_TASK STATEMENT_
Beginning at the line that contains "Expected: a point placed on each instance of the overcast" and ending at the last line of the entries, write out each line exactly; include nothing outside that span.

_PROVIDED RECORDS_
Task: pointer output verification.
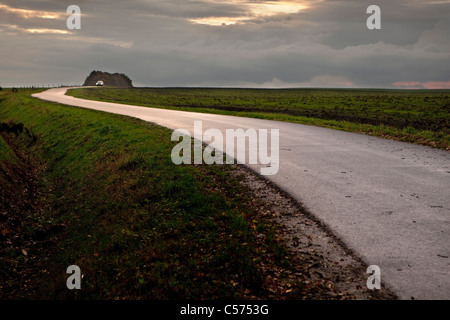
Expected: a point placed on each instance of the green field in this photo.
(100, 191)
(417, 116)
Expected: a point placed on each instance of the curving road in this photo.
(388, 201)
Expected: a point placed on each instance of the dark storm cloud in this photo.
(157, 44)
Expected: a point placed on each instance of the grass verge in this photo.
(416, 116)
(105, 196)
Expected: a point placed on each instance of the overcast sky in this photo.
(234, 43)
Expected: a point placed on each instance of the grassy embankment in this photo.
(105, 195)
(417, 116)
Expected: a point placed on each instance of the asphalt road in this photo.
(388, 201)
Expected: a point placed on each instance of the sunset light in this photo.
(255, 10)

_RESPONSE_
Expected: a point placed on each instance of the overcast sky in this photo.
(234, 43)
Expected: a point placed on each instance of the grassy embankment in this photo.
(105, 195)
(417, 116)
Expected: a point placed on each instance of the asphalt road in this photo.
(388, 201)
Expected: a point placed on each instance of the sunset light in this photo.
(255, 10)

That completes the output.